At the same time, I find that some of Bear’s words — in both versions — could be a springboard for a broader discussion with law students and elder law specialists.  For example, he chooses to label the family member initiating the contact as “Responsible Daughter,” and he refers to other siblings as “responsible sons.”  What is the meaning behind this phrase?  Is he referring to “morally responsible,” “financially responsible,” or just generically a “good” person?  

Further, in both versions, he offers an important discussion of how he handles potential conflict of interest issues in representing the elder parent where offspring are involved in client meetings and decisions.  In the 2002 version, Mr. Bear writes about alternative choices in identifying his client:

This rule [referring to Rule 1.7 of the ABA Rules of Professional Conduct as adopted in Minnesota] is clear that should I choose Mom as my client; it is she whom I serve and no other family member. I take my marching orders based upon Mom’s goals and objectives, serving her sole interests.

 

Suppose, however, that Mom is not so definitive in articulating her goals and objectives. It may be possible for me to represent the entire family, in light of rule 2.2 of the Minnesota Rules of Professional Conduct, which addresses the lawyer as intermediary.

In the more recent 2016 version of the essay, which is the version I first encountered on Westlaw, Mr. Bear cites a different rule for his authority to represent “the family.” He points to Rule 1.14 on representation of a client with “diminished capacity.”  He writes:

Suppose, however, that Mom was not so definitive in articulating her goals and objectives. It may be possible for me to represent the entire family, in light of Rule 1.14 of the Minnesota Rules of Professional Conduct, which addresses clients with diminished capacity. A comment to the rule provides in pertinent part:
 
The client may wish to have family members or other persons participate in discussions with the lawyer. When necessary to assist in the representation, the presence of such persons generally does not affect the applicability of the attorney-client evidentiary privilege. Nevertheless, the lawyer must keep the client’s interests foremost and . . . must look to the client, and not family members, to make decisions on the client’s behalf.

Prompt:
According to the passage on elder law representation, which Minnesota rule does the 2016 version of Mr. Bear's essay cite as his authority to represent the entire family? The records after this passage come from an unrelated source.

Listed records:
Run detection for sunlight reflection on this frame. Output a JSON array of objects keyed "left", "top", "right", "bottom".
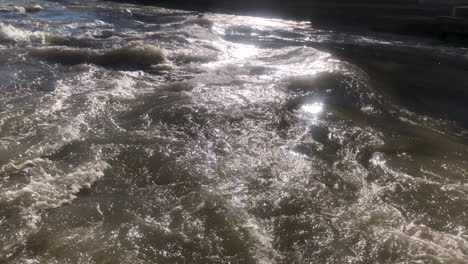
[
  {"left": 231, "top": 45, "right": 258, "bottom": 59},
  {"left": 301, "top": 103, "right": 323, "bottom": 115}
]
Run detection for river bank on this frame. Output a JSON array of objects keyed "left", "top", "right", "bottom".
[{"left": 106, "top": 0, "right": 468, "bottom": 44}]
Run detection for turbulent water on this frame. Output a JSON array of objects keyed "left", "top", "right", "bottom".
[{"left": 0, "top": 0, "right": 468, "bottom": 264}]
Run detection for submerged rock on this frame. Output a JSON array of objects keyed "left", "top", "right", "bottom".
[
  {"left": 24, "top": 5, "right": 44, "bottom": 13},
  {"left": 184, "top": 17, "right": 213, "bottom": 28},
  {"left": 29, "top": 44, "right": 165, "bottom": 69},
  {"left": 94, "top": 44, "right": 166, "bottom": 68}
]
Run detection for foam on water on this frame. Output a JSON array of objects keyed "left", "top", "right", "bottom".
[{"left": 0, "top": 0, "right": 468, "bottom": 264}]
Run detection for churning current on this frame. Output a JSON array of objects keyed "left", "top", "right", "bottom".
[{"left": 0, "top": 0, "right": 468, "bottom": 264}]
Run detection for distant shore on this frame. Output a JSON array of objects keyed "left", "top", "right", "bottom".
[{"left": 111, "top": 0, "right": 468, "bottom": 44}]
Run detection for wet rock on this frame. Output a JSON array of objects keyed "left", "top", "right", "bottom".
[
  {"left": 29, "top": 44, "right": 165, "bottom": 69},
  {"left": 24, "top": 5, "right": 44, "bottom": 13}
]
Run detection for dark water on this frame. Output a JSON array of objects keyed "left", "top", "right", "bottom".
[{"left": 0, "top": 1, "right": 468, "bottom": 264}]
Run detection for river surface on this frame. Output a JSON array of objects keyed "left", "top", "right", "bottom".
[{"left": 0, "top": 0, "right": 468, "bottom": 264}]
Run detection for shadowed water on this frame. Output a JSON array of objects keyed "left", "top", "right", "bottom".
[{"left": 0, "top": 1, "right": 468, "bottom": 264}]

In response:
Rule 1.14 of the Minnesota Rules of Professional Conduct, which addresses clients with diminished capacity.